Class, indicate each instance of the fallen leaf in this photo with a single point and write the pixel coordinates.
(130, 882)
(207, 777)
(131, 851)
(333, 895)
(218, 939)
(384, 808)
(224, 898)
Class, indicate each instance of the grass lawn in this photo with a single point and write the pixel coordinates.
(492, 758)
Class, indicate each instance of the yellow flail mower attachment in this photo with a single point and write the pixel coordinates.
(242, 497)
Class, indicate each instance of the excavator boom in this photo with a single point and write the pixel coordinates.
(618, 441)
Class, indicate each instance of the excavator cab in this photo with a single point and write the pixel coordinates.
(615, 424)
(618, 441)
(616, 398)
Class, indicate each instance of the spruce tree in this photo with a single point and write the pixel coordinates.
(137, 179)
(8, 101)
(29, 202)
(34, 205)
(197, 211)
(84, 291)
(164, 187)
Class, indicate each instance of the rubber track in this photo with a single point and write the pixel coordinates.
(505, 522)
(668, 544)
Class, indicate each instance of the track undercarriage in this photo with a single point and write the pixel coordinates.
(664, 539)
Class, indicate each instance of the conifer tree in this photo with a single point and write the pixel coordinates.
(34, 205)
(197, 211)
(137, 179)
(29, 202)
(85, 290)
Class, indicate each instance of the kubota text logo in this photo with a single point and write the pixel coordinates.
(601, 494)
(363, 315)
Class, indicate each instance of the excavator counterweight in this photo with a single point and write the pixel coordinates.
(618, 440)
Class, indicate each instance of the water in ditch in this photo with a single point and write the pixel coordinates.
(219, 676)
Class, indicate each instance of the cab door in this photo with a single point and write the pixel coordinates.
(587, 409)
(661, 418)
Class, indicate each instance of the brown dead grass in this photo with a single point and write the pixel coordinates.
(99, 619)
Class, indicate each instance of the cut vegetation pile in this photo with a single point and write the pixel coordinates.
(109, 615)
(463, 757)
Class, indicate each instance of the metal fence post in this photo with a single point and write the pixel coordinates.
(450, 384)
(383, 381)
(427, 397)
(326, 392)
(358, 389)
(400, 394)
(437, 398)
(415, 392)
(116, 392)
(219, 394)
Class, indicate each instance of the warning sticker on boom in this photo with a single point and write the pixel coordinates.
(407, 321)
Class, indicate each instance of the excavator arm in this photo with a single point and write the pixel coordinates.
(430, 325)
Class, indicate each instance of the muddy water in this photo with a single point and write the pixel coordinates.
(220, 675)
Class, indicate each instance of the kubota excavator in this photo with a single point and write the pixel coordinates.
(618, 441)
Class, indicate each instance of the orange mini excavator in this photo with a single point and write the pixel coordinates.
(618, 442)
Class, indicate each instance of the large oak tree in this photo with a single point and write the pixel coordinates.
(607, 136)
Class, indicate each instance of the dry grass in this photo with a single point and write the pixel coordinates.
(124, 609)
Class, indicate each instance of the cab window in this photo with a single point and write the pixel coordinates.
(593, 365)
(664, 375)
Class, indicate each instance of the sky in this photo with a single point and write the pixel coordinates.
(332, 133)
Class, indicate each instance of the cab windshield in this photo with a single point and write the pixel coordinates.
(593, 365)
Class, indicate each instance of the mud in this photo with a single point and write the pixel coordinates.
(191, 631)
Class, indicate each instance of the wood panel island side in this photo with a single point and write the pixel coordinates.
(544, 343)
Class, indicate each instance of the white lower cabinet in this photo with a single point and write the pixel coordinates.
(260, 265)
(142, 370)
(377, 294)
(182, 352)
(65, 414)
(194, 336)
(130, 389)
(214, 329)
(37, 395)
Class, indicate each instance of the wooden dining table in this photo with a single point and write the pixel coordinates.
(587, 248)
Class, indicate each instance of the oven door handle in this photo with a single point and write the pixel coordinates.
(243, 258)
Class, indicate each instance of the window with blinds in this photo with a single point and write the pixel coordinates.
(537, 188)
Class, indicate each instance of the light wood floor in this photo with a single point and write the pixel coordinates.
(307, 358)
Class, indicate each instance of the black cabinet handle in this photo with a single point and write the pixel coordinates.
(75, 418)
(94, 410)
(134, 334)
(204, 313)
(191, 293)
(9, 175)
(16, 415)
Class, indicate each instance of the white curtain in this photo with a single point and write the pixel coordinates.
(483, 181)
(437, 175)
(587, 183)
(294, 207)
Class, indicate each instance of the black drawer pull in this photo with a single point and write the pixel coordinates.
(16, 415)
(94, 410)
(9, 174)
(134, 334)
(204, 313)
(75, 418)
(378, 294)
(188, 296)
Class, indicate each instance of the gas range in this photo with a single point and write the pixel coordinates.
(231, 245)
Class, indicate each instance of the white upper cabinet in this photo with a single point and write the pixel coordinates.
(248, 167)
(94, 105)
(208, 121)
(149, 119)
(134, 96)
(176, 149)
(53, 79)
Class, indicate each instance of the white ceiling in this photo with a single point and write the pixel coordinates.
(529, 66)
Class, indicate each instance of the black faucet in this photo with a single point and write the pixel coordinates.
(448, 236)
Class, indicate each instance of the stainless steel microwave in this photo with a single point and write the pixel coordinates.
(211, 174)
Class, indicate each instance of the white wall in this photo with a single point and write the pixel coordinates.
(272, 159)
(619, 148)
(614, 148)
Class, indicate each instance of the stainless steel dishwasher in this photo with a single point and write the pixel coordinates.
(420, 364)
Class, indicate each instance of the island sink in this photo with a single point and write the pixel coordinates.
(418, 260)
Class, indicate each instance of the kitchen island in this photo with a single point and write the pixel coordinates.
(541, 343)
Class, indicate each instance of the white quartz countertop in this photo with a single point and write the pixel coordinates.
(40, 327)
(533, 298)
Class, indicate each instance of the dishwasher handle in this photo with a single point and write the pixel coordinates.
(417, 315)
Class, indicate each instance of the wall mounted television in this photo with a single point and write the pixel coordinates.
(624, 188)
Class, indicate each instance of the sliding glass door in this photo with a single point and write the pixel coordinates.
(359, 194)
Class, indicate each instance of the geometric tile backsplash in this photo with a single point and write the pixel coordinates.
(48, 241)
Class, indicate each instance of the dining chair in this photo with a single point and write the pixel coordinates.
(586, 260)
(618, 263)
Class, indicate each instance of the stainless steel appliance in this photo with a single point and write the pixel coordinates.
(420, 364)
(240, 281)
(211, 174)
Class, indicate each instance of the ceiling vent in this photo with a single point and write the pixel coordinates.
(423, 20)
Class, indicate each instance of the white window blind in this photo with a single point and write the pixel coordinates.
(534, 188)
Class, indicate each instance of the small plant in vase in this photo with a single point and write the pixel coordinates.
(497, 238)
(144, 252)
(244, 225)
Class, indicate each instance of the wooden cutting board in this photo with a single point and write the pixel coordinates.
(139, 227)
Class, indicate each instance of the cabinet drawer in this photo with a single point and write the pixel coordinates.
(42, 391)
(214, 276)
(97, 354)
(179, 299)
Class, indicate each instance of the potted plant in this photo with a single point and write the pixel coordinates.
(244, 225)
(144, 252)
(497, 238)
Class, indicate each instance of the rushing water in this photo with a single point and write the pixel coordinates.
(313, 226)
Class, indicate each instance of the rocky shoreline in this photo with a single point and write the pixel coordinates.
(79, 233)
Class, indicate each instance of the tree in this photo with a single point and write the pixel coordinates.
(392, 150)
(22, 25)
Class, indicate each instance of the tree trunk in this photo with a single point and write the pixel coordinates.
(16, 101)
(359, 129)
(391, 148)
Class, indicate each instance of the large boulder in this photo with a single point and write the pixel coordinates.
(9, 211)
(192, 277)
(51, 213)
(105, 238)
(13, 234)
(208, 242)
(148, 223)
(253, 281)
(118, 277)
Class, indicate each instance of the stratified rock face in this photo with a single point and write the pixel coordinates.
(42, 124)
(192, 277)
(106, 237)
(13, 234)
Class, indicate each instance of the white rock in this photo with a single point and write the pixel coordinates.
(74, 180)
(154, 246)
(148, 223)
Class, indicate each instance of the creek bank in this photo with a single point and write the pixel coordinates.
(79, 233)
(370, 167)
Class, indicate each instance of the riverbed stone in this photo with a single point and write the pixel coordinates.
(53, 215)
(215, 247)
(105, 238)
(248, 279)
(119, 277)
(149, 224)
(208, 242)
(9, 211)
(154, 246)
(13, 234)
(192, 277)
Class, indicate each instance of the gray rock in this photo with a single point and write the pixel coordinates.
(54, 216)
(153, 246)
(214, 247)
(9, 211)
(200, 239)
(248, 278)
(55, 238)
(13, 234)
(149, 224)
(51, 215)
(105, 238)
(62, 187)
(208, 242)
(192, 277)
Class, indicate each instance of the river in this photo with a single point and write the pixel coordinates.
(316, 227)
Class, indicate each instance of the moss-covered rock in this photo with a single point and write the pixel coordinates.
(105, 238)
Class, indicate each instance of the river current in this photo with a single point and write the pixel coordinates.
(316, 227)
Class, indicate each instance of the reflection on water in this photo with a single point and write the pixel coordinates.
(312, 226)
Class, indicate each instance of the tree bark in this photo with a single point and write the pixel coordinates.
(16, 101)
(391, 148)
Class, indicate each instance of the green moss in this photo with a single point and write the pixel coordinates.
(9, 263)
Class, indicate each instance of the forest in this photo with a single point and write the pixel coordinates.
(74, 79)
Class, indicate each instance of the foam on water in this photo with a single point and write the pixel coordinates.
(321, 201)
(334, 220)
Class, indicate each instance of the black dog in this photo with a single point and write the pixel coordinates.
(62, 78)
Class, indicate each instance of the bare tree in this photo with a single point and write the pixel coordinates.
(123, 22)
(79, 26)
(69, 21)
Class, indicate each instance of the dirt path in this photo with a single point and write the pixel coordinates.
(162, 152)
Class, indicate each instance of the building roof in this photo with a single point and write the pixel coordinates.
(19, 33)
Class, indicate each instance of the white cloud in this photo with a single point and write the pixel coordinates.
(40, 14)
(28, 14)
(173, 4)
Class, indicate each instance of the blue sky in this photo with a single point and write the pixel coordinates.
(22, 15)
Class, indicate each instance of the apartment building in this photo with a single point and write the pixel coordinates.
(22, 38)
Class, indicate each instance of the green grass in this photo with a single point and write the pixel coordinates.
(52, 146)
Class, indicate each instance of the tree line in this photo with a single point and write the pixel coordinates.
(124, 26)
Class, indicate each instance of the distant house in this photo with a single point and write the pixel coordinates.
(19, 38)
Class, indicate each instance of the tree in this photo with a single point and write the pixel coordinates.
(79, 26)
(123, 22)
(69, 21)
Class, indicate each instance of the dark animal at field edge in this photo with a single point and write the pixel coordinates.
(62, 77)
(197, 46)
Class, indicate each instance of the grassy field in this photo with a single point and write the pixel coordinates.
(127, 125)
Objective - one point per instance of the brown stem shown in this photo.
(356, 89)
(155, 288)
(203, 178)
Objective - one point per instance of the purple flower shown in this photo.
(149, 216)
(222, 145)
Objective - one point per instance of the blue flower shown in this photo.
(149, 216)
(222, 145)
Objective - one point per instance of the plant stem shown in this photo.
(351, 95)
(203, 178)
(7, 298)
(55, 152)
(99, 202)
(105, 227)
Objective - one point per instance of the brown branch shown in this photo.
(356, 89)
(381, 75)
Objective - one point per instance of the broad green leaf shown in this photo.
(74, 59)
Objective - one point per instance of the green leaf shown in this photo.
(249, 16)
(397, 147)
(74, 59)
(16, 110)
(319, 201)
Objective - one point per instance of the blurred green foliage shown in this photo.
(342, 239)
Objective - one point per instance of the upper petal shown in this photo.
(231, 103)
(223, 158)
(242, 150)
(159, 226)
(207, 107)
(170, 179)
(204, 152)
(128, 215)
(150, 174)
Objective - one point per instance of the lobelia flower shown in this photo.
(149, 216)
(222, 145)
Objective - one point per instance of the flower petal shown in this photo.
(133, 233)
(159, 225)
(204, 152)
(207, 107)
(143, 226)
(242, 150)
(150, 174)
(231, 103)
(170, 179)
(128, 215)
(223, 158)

------

**Exercise description**
This exercise calls for the lines from the one holding "Objective - one point per instance of the blurred" through the end of the entries, transcribed exactly and with nothing more.

**Output of the exercise**
Objective - one point per instance of the blurred green foliage shown in this photo.
(342, 239)
Objective - one point per instance of the upper petal shown in this photo.
(231, 103)
(223, 158)
(242, 150)
(159, 226)
(207, 107)
(170, 179)
(204, 152)
(128, 215)
(150, 174)
Objective - one point per instance of the lobelia flower shown in this photo.
(149, 216)
(222, 145)
Objective - one point per instance of the flower petal shown in this photo.
(133, 233)
(159, 225)
(204, 152)
(207, 107)
(143, 226)
(242, 150)
(150, 174)
(231, 103)
(170, 179)
(128, 215)
(223, 158)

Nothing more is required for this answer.